§ Selection:
^^^^^^^^^^^^^^^^

Azure / azure-functions-host

The host/runtime that powers Azure Functions
https://functions.azure.com
MIT License
1.94k stars 441 forks source link

v3 Azure Functions running old code after successful Bitbucket CI/CD deployment #5663

Open dasbdavis opened 4 years ago

dasbdavis commented 4 years ago

We've got Bitbucket continuous deployment set up for a couple of our v3 Azure Functions (Azure Function App -> Platform Features -> Container settings -> CI/CD (Bitbucket)). No build provider selected, as the Bitbucket option doesn't seem to allow for it. Trigger branch is master. Function app is running from package. All are HTTP trigger functions. Nothing fancy.

Whenever we commit to master, it does indeed trigger a deployment-- which completes successfully. I can see the commit that triggered the deployment and all of that. The problem is, the function is still (usually) running old code after this deployment. I've tried restarting the function app, no success. I've tried completely stopping the app waiting for a bit and restarting, no success. Sometimes even manual deployment from Visual Studio doesn't work.

Once I remove the CI/CD pipe from Bitbucket, however, things go back to normal as far as manual deployments from VS go.

I've been able to reproduce this effect several times. Please let me know if you need any additional information.

^^^^^^^^^^^^^^^^

§ Dataset records:

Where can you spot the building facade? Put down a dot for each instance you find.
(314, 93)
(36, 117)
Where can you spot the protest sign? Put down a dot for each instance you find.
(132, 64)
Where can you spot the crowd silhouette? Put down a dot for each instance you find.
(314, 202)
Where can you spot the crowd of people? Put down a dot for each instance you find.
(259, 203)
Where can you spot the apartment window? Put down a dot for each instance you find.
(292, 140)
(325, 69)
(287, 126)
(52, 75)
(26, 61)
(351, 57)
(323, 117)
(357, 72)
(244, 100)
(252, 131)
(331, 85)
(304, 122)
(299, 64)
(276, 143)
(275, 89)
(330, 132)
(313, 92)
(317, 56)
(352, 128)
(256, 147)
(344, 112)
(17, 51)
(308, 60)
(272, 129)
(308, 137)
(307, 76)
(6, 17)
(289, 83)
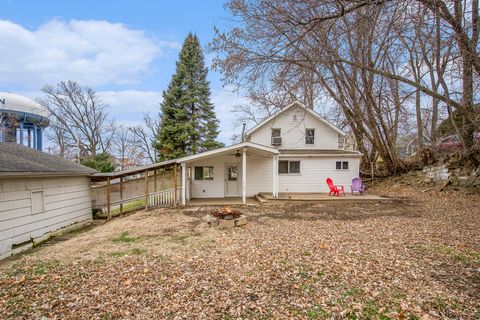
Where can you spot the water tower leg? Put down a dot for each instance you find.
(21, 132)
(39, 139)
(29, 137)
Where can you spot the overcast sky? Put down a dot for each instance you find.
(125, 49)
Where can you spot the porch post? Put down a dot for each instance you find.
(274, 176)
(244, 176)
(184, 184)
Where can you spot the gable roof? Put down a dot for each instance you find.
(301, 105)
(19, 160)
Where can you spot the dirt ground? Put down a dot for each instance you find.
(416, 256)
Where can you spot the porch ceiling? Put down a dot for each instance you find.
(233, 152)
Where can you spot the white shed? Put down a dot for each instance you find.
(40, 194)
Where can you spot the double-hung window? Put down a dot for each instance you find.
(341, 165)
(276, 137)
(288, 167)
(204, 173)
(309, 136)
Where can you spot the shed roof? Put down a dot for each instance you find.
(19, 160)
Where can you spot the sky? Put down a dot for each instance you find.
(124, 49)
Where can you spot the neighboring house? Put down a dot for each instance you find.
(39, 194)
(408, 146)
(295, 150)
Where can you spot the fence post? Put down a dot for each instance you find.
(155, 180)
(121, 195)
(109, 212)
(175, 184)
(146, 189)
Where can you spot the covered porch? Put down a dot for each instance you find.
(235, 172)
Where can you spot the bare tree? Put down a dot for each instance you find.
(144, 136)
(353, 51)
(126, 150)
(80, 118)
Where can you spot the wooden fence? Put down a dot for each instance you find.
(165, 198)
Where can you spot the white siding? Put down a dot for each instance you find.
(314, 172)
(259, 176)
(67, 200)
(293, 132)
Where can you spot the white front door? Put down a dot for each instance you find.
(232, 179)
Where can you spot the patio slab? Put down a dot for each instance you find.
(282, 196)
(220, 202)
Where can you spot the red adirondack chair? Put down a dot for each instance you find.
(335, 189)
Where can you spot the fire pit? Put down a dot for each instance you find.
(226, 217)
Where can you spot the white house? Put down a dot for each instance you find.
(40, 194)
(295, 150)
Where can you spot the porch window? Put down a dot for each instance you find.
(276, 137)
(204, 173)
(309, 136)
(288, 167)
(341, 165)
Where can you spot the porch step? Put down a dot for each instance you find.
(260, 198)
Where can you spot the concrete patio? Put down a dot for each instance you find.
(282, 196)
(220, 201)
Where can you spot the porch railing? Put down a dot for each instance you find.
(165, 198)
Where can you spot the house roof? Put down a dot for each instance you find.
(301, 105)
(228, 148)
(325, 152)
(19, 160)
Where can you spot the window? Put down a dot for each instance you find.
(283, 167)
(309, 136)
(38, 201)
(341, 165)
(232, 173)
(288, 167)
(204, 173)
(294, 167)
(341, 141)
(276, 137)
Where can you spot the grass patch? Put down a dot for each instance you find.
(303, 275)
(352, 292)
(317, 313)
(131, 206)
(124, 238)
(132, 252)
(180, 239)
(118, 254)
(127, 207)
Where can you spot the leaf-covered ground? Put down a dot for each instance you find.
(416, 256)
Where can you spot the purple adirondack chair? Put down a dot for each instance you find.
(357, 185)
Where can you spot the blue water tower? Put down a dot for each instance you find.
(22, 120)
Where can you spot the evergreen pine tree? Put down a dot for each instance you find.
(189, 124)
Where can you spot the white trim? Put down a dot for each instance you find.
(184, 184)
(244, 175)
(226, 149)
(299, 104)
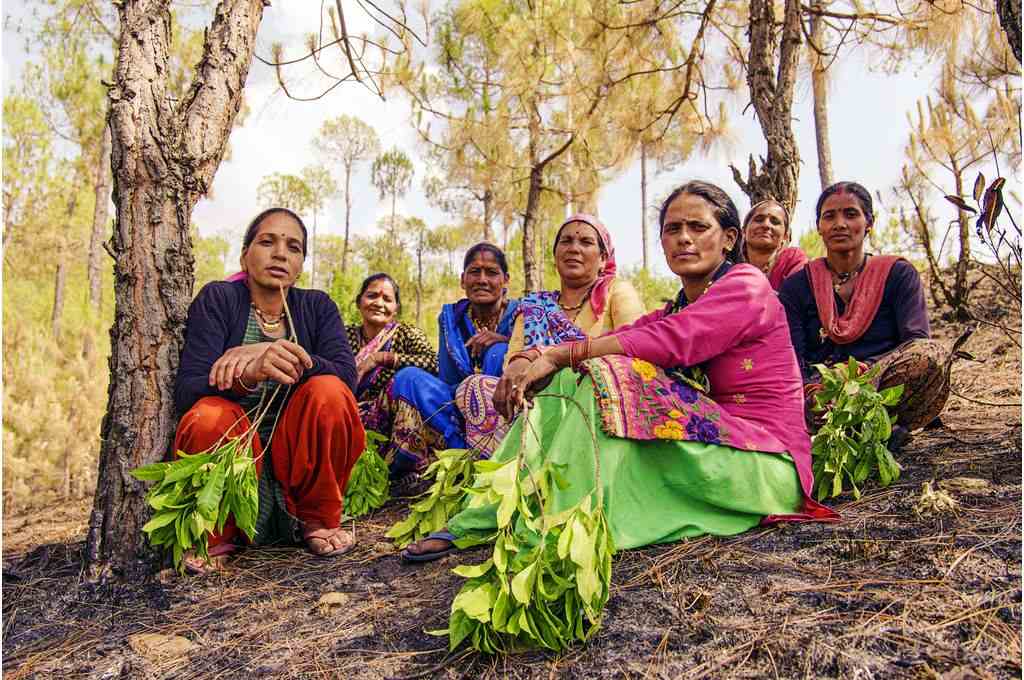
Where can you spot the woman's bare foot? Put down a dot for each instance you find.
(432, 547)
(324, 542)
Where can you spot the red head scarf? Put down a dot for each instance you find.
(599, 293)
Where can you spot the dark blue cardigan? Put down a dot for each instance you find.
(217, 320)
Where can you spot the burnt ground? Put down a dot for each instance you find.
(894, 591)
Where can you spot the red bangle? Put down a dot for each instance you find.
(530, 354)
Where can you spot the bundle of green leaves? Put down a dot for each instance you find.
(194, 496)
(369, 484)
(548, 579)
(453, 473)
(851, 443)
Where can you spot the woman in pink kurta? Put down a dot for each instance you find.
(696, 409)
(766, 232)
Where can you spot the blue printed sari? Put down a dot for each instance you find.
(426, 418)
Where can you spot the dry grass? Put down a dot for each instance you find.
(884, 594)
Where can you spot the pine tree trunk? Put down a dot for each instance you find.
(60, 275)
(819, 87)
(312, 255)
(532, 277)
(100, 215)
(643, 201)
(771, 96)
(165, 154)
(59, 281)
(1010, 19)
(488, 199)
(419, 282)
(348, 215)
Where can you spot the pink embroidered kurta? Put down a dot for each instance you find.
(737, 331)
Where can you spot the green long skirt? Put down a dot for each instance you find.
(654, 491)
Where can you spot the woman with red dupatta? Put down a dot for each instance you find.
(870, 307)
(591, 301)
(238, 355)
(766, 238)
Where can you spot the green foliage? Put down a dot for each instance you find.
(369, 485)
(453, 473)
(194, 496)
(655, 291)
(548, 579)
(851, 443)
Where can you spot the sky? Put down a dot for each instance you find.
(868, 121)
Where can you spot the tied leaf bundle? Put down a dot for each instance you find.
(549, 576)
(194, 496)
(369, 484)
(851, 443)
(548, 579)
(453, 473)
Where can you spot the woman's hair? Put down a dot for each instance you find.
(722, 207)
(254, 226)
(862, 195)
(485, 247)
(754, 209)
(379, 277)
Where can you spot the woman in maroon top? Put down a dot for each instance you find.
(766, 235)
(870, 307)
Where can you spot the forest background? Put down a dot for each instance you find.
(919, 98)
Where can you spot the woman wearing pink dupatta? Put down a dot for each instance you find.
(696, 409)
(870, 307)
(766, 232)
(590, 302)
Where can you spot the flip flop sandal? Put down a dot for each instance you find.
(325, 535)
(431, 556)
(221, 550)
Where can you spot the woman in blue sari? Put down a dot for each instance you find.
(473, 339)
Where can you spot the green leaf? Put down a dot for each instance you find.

^^^^^^^^^^^^^^^^

§ Work instructions:
A. According to the issue, which branch is set as the trigger branch for the Bitbucket deployment?
B. Write out the stretch of the issue from "The host/runtime that" through "functions. Nothing fancy.".

§ Responses for each task:
A. The master branch.

B.
The host/runtime that powers Azure Functions
https://functions.azure.com
MIT License
1.94k stars 441 forks source link

v3 Azure Functions running old code after successful Bitbucket CI/CD deployment #5663

Open dasbdavis opened 4 years ago

dasbdavis commented 4 years ago

We've got Bitbucket continuous deployment set up for a couple of our v3 Azure Functions (Azure Function App -> Platform Features -> Container settings -> CI/CD (Bitbucket)). No build provider selected, as the Bitbucket option doesn't seem to allow for it. Trigger branch is master. Function app is running from package. All are HTTP trigger functions. Nothing fancy.